== ROWS

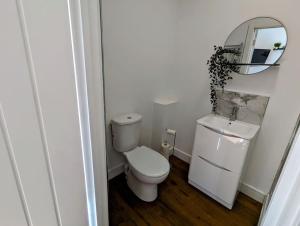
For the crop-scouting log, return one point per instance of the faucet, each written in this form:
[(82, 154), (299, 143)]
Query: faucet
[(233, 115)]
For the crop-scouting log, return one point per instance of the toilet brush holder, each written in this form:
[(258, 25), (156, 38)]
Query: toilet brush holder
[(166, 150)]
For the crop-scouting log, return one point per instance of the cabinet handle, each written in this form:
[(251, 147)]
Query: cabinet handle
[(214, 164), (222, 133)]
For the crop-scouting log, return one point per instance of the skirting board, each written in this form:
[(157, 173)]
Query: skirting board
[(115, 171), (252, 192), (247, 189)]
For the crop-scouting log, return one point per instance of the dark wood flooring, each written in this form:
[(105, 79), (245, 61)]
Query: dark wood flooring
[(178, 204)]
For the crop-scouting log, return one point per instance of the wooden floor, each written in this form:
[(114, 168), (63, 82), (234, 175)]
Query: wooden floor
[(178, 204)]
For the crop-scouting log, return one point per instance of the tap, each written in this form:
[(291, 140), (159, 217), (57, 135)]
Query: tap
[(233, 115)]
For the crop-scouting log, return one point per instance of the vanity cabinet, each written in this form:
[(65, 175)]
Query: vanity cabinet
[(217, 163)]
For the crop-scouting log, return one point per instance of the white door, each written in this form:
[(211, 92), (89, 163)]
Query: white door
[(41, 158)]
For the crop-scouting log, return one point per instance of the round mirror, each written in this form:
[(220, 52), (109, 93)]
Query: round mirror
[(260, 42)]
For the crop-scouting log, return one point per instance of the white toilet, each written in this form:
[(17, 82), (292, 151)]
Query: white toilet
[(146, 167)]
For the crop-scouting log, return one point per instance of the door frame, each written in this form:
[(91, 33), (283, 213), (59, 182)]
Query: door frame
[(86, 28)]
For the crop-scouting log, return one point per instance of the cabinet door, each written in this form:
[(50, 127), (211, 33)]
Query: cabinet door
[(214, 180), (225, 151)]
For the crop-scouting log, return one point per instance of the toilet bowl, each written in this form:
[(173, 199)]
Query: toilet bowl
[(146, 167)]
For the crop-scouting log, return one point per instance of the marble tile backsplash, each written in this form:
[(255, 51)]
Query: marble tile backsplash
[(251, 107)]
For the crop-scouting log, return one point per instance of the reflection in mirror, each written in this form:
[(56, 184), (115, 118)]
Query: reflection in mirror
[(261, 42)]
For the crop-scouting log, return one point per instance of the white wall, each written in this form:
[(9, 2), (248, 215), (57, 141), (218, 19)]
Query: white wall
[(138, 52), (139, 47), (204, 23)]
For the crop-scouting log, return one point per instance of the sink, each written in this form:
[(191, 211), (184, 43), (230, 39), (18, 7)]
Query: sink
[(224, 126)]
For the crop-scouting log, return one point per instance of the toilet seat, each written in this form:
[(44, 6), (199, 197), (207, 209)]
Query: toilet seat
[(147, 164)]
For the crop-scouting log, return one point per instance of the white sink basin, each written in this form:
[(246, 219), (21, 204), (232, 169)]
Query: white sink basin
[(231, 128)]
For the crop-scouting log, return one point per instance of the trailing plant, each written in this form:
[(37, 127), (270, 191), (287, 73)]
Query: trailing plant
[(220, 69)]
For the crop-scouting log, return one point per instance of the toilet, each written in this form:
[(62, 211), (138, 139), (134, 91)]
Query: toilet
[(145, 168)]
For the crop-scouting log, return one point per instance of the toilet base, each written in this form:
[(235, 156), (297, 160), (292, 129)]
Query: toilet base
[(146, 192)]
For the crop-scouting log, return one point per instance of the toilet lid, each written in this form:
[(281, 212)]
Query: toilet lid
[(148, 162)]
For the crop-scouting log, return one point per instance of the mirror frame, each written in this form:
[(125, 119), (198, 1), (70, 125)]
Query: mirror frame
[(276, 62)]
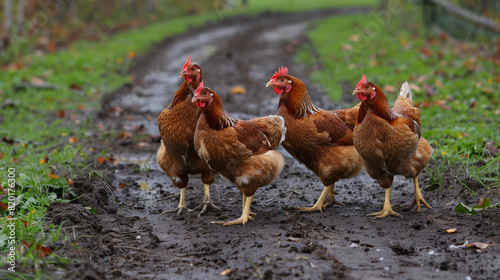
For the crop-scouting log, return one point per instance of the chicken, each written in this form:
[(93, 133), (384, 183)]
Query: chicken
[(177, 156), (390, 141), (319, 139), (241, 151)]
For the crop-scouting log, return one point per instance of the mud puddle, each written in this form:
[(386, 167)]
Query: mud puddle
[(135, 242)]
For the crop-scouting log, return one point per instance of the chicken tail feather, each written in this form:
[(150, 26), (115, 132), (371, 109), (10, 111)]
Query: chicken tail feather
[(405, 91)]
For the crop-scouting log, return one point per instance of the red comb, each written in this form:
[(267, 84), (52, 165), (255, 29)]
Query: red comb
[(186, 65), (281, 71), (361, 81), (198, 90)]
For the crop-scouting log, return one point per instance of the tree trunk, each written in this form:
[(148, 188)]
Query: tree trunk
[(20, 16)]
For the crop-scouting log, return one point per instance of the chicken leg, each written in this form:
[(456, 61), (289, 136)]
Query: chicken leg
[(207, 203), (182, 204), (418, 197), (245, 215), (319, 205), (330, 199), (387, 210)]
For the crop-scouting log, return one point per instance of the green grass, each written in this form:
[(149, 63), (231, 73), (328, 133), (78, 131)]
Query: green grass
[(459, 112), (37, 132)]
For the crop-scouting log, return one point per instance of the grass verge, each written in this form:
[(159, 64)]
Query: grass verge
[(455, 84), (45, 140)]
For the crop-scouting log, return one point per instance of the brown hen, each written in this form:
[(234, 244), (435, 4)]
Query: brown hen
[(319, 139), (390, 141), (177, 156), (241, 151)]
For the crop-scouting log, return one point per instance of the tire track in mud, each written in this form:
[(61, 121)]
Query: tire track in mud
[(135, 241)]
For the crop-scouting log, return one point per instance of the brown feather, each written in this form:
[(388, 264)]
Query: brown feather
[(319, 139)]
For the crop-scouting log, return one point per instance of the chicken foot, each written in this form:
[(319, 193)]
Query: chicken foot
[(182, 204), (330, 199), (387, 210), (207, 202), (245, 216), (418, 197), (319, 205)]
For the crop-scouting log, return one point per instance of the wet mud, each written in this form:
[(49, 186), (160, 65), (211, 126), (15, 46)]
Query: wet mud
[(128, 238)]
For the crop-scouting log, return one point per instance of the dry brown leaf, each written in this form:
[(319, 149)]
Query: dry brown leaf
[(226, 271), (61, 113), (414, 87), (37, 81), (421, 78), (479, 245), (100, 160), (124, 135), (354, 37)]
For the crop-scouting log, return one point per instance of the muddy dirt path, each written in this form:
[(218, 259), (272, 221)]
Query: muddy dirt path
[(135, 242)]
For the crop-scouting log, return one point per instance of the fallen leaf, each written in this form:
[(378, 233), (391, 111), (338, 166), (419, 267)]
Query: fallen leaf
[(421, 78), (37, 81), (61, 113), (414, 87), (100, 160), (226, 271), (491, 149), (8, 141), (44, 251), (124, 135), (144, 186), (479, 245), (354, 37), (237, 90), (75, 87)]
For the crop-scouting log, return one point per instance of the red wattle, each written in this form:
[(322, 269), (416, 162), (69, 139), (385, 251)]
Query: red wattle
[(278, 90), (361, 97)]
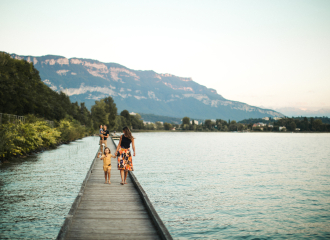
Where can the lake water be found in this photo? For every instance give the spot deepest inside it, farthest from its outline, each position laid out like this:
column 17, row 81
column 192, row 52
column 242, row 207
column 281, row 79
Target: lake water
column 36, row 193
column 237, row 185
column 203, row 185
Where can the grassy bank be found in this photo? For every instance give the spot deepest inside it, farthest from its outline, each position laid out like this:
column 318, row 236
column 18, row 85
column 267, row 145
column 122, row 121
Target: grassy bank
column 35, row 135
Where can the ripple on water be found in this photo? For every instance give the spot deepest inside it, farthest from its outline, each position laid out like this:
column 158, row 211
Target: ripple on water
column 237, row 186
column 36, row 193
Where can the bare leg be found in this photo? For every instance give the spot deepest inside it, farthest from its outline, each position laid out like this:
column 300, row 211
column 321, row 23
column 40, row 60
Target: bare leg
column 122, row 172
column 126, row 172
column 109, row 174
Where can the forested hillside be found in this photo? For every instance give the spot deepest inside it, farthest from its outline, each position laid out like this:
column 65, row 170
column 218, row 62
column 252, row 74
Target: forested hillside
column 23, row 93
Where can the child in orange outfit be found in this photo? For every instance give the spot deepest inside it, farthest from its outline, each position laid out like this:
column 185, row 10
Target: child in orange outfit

====
== ROWS

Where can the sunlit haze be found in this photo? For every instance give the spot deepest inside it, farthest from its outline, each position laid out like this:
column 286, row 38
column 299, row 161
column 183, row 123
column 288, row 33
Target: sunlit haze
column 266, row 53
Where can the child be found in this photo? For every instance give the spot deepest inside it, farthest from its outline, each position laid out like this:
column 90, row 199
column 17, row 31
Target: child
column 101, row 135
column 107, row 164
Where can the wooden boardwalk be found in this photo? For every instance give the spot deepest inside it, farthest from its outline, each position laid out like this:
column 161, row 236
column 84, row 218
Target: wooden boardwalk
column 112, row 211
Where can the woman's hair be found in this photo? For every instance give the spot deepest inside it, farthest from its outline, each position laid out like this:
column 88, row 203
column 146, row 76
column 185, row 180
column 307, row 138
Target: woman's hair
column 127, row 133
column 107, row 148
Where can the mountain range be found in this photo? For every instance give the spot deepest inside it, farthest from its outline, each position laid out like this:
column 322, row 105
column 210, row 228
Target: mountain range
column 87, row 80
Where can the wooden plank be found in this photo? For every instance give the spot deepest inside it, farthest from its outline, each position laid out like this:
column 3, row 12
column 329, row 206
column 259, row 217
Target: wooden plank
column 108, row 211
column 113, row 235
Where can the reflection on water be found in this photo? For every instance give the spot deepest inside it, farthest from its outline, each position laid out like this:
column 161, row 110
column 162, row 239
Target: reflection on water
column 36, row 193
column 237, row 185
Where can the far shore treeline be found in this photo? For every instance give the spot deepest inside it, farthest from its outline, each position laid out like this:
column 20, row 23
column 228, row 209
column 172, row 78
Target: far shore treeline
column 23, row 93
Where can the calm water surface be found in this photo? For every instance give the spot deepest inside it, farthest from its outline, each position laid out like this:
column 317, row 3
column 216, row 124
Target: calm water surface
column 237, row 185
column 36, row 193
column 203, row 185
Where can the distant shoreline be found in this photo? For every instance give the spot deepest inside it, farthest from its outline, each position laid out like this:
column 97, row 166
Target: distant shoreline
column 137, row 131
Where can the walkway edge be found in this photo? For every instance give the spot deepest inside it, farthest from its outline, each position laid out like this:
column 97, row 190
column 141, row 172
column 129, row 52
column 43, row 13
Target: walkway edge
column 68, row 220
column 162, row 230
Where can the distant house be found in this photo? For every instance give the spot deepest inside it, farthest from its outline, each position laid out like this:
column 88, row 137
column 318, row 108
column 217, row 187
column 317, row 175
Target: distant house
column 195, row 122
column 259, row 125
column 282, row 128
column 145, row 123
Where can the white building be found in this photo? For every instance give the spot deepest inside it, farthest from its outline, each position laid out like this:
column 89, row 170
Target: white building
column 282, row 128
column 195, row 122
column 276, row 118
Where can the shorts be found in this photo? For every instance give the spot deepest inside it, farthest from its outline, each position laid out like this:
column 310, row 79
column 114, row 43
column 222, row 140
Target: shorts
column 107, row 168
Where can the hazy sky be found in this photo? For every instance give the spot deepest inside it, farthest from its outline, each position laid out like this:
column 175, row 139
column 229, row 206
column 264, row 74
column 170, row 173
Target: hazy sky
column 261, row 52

====
== ROWS

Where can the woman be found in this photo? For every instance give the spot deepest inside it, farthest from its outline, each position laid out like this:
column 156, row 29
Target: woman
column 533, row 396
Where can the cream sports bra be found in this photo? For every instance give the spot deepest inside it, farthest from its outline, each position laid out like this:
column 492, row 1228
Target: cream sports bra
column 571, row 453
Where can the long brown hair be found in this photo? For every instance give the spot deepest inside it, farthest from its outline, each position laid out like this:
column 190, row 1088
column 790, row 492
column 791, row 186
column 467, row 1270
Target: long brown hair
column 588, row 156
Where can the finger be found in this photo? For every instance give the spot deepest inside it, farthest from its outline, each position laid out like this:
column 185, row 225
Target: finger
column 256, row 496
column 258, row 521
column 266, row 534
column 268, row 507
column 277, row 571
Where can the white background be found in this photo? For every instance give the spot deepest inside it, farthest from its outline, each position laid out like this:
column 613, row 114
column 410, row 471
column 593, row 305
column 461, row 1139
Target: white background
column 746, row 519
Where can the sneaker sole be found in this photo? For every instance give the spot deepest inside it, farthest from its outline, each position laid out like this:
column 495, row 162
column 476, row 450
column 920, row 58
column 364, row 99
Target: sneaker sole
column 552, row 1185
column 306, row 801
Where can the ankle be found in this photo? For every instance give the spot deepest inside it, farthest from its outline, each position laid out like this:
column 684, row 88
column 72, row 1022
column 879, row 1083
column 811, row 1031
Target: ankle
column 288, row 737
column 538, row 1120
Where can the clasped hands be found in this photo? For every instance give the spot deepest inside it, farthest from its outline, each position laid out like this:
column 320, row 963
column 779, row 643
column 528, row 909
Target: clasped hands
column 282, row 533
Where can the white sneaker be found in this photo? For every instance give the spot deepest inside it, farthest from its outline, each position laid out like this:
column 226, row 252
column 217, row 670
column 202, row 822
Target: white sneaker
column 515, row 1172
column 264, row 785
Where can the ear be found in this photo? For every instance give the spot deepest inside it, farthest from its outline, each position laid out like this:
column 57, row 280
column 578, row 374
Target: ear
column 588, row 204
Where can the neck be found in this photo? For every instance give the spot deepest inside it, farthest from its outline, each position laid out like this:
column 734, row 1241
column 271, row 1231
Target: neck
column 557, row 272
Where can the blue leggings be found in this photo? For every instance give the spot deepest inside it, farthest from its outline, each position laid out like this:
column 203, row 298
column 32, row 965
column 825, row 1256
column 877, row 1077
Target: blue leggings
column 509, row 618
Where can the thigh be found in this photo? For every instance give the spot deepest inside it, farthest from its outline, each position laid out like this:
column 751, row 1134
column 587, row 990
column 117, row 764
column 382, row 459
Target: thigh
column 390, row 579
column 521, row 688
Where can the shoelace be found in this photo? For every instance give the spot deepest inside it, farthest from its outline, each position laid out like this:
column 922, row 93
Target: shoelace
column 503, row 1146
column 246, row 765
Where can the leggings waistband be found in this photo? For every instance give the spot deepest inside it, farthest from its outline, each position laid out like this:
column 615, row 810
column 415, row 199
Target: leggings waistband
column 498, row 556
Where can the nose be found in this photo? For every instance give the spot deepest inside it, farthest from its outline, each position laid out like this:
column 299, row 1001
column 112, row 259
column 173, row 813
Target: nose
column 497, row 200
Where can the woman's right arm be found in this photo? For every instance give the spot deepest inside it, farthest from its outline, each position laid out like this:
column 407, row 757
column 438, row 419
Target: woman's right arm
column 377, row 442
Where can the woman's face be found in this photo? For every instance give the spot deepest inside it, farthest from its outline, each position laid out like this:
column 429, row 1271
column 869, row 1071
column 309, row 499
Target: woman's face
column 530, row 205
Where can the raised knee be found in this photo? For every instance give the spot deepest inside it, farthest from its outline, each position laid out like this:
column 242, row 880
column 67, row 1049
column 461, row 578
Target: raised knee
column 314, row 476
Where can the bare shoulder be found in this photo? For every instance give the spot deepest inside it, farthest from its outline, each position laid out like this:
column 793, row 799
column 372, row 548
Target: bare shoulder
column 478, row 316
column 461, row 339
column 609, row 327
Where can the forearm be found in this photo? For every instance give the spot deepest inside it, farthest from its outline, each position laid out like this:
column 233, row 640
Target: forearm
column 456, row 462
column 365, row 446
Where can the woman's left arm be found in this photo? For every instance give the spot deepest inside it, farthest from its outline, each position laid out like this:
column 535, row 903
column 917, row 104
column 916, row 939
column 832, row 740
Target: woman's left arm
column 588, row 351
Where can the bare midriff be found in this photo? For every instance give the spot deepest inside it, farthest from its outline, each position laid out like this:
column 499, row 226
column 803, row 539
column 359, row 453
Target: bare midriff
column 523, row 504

====

Please reproduce the lines between the one holding "Where can the bare midriff" and the one holding "column 523, row 504", inclusive, without changing anything.

RESULT:
Where can the bare midriff be found in this photo? For every instance give the spot deepest inside it, farthest from its outline, each position laid out like this:
column 499, row 226
column 803, row 539
column 359, row 453
Target: bare midriff
column 523, row 504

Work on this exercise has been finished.